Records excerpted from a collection
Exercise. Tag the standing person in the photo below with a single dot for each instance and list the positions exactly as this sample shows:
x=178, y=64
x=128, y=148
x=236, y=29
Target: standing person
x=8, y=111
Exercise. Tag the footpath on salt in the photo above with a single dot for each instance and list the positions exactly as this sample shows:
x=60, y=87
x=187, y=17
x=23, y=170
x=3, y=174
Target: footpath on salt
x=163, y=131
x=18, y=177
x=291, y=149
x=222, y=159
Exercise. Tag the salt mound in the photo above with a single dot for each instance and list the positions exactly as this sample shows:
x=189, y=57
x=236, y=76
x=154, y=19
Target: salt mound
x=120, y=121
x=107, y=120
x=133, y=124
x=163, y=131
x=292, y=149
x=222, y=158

What you should do = Switch "salt mound" to "salt pile" in the records from the line with "Exercise. Tag the salt" through the end of the records, and write out those lines again with nothing else changed.

Answer to this problem =
Exercise. Tag the salt pile in the photo above with a single dot for each instance and list the positions exactly as this sample shows:
x=189, y=57
x=236, y=76
x=154, y=19
Target: salt pile
x=120, y=121
x=107, y=120
x=133, y=124
x=163, y=131
x=292, y=149
x=222, y=158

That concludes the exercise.